READING PASSAGE:
CSE5313 Coding and information theory for data science (Lecture 13)

Recap from last lecture

Local recoverable codes:

An $[n, k]_q$ code is called $r$ -locally recoverable if

every codeword symbol $y_j$ has a recovering set $R_j \subseteq [n] \setminus j$ ( $[n]=\{1,2,\ldots,n\}$ ),
such that $y_j$ is computable from $y_i$ for all $i \in R_j$ .
$|R_j| \leq r$ for every $j \in n$ .

Bounds for locally recoverable codes

Bound 1: $\frac{k}{n}\leq \frac{r}{r+1}$ .

Bound 2: $d\leq n-k-\lceil\frac{k}{r}\rceil +2$ . ( $r=k$ gives singleton bound)

Turan’s Lemma

Let $G$ be a graph with $n$ vertices. Then there exists an induced directed acyclic subgraph (DAG) of $G$ on at least $\frac{n}{1+\operatorname{avg}_i(d^{out}_i)}$ nodes, where $d^{out}_i$ is the out-degree of vertex $i$ .

Proof using probabilistic method.

Proof via the probabilistic method

Useful for showing the existence of a large acyclic subgraph, but not for finding it.

Tip

Show that $\mathbb{E}[X]\geq something$ , and therefore there exists $U_\pi$ with $|U_\pi|\geq something$ , using pigeonhole principle.

For a permutation $\pi$ of $[n]$ , define $U_\pi = \{\pi(i): i \in [n]\}$ .

Let $i\in U_\pi$ if each of the $d_i^{out}$ outgoing edges from $i$ connect to a node $j$ with $\pi(j)>\pi(i)$ .

In other words, we select a subset of nodes $U_\pi$ such that each node in $U_\pi$ has an outgoing edge to a node in $U_\pi$ with a larger index. All edges going to right.

This graph is clearly acyclic.

INFORMATION SHOWN:
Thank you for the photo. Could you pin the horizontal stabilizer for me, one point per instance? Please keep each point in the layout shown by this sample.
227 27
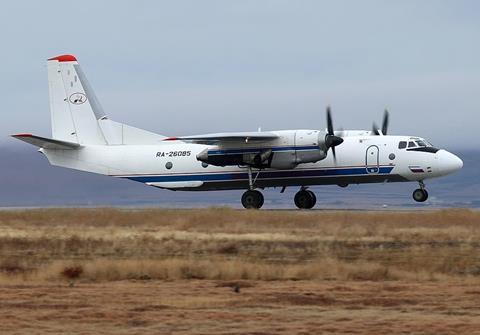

DIRECTIVE 1:
Could you echo the lecture notes on locally recoverable codes word for word, starting at "Bound 2: $d\leq" and ending at "vertex $i$ ."?
DIRECTIVE 2:
Can you carry on the lecture notes on locally recoverable codes from the point where they stop?

WRITTEN RESPONSE 1:
Bound 2: $d\leq n-k-\lceil\frac{k}{r}\rceil +2$ . ( $r=k$ gives singleton bound)

Turan’s Lemma

Let $G$ be a graph with $n$ vertices. Then there exists an induced directed acyclic subgraph (DAG) of $G$ on at least $\frac{n}{1+\operatorname{avg}_i(d^{out}_i)}$ nodes, where $d^{out}_i$ is the out-degree of vertex $i$ .

WRITTEN RESPONSE 2:
Choose $\pi$ at random and Let $X=|U_\pi|$ be a random variable.

Let $X_i$ be the indicator random variable for $i\in U_\pi$ .

So $X=\sum_{i=1}^{n} X_i$ .

Using linearity of expectation, we have

E[X]=\sum_{i=1}^{n} E[X_i]

$E[X_i]$ is the probability that $\pi$ places $i$ before any of its out-neighbors.

For each node, there are $(d_i^{out}+1)!$ ways to place the node and its out-neighbors.

For each node, there are $d_i^{out}!$ ways to place the out-neighbors.

So, $E[X_i]=\frac{d_i^{out}!}{(d_i^{out}+1)!}=\frac{1}{d_i^{out}+1}$ .

Since $X=\sum_{i=1}^{n} X_i$ , we have

Tip

Recall Arithmetic mean ( $\frac{1}{n}\sum_{i=1}^{n} x_i$ ) is greater than or equal to harmonic mean ( $\frac{n}{\sum_{i=1}^{n} \frac{1}{x_i}}$ ).

\begin{aligned} E[X]&=\sum_{i=1}^{n} E[X_i]\\ &=\sum_{i=1}^{n} \frac{1}{d_i^{out}+1}\\ &=\frac{1}{n}\sum_{i=1}^{n} \frac{1}{d_i^{out}+1}\\ &\geq \frac{n}{\frac{1}{n}(1+\sum_{i=1}^{n} d_i^{out})}\\ &=\frac{n}{1+\operatorname{avg}_i(d_i^{out})}\\ \end{aligned}

Locally recoverable codes

Bound 1

\frac{k}{n}\leq \frac{r}{r+1}

Proof via Turan's Lemma

Let $G$ be a directed graph such that $i\to j$ is an edge if $j\in R_i$ . ( $j$ required to repair $i$ )

$d_i^{out}\leq r$ for every $i$ , so $\operatorname{avg}_i(d_i^{out})\leq r$ .

By Turan’s Lemma, there exists an induced directed acyclic subgraph (DAG) $G_U$ on $G$ with $U$ nodes such that $|U|\geq \frac{n}{1+\operatorname{avg}_i(d_i^{out})}\geq \frac{n}{1+r}$ .

Since $G_U$ is a DAG, it is acyclic. So there exists a vertex $u_1\in U$ with no outgoing edges inside $G_U$ . (leaf node in $G_U$ )

Note that if we remove $u_1$ from $G_U$ , the remaining graph is still a DAG.

Let $G_{U_1}$ be the induced graph on $U_1=U\setminus \{u_1\}$ .

We can find a vertex $u_2\in U_1$ with no outgoing edges inside $G_{U_1}$ .

We can continue this process until we have all the vertices in $U$ removed.

So all symbols in $U$ are redundant.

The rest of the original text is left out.